Daftar data
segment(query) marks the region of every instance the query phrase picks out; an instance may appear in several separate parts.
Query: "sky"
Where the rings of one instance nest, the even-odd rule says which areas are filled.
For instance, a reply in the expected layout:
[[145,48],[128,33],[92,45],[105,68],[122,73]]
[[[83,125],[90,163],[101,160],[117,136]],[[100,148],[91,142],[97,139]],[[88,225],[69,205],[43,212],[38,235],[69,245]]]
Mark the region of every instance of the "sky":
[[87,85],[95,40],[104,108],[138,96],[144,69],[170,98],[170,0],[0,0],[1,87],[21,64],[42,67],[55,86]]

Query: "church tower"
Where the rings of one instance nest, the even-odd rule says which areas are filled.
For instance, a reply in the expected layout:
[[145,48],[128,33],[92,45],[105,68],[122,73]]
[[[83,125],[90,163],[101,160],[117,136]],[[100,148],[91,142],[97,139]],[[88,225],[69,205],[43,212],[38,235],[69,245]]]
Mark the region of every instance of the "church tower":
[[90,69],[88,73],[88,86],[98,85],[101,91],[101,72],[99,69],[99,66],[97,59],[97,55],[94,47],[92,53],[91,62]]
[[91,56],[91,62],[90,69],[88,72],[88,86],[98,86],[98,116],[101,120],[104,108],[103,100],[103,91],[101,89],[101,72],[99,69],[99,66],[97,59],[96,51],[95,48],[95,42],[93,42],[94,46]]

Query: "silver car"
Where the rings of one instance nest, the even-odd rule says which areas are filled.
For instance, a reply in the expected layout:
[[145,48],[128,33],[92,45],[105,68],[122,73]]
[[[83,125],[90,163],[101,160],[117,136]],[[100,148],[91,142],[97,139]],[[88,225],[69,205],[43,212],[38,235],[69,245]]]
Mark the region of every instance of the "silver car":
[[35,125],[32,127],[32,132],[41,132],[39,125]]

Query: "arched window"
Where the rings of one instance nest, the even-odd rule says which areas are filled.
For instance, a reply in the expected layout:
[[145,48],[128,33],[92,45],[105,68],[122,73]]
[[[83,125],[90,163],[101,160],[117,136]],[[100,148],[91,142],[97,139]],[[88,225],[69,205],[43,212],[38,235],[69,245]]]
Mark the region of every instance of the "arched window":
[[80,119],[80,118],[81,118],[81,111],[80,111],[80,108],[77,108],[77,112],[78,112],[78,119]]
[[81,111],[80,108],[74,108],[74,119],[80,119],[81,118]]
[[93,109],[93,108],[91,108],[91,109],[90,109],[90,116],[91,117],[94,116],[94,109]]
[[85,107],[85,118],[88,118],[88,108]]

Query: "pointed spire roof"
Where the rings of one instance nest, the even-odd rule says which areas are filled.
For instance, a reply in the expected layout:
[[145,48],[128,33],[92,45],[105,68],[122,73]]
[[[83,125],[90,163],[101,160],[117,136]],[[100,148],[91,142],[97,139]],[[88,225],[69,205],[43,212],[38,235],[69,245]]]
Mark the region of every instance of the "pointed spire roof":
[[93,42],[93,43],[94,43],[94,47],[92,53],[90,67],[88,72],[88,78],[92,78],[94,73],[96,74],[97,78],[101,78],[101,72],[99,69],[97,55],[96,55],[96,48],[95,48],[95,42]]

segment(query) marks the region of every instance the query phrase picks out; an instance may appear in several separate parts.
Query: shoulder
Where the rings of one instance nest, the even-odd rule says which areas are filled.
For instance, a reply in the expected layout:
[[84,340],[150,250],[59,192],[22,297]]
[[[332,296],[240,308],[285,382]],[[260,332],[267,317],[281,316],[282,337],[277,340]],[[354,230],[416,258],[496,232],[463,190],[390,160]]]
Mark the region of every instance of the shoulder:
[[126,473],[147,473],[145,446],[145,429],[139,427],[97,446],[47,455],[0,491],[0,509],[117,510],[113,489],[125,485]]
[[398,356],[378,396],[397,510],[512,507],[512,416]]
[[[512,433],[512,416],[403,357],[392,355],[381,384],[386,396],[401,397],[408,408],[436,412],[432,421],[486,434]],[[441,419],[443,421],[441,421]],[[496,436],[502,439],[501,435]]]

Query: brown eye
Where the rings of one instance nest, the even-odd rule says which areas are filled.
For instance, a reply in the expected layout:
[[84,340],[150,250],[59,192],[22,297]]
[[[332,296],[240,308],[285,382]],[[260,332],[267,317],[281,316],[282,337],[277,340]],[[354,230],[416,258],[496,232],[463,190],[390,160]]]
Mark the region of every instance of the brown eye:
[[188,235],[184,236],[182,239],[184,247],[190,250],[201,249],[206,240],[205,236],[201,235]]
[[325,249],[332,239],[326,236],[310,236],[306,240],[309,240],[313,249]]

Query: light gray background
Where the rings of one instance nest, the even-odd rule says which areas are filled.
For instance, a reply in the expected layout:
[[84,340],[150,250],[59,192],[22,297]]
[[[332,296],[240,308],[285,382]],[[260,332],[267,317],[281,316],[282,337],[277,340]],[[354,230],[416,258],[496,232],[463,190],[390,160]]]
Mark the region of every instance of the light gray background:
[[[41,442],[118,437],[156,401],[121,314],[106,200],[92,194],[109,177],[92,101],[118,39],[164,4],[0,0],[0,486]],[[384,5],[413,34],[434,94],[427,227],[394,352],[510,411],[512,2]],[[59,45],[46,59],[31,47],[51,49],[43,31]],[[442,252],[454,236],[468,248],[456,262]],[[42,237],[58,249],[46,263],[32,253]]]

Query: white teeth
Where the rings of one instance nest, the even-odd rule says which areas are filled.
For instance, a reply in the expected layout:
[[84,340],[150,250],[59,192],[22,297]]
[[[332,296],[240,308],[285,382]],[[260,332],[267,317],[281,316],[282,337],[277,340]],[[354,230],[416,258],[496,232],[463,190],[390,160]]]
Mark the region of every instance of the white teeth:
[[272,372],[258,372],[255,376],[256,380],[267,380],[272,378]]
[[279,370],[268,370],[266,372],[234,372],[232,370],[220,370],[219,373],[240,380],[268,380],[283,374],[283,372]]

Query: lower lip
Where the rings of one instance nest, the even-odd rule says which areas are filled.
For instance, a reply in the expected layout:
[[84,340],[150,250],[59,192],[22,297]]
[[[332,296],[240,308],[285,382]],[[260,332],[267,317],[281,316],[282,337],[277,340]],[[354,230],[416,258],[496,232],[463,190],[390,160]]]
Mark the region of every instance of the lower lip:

:: PERINTAH TUGAS ::
Tuliskan kembali tanpa perubahan apa pun baris-baris item di atas. Mulailah dari baris yang memuat "Query: lower lip", termasuk baris itu sendiri, dan lanjutkan hingga akhir item.

:: HASIL LATIHAN ::
Query: lower lip
Where the rings of one instance nest, the even-odd rule says which areas are filled.
For instance, a reply in the expected layout:
[[84,340],[150,250],[59,192],[22,297]]
[[[332,296],[240,308],[285,382]],[[260,332],[267,317],[281,316],[282,337],[277,340]],[[354,230],[416,258],[496,232],[463,190],[390,160]]]
Mark the region of every instance of the lower lip:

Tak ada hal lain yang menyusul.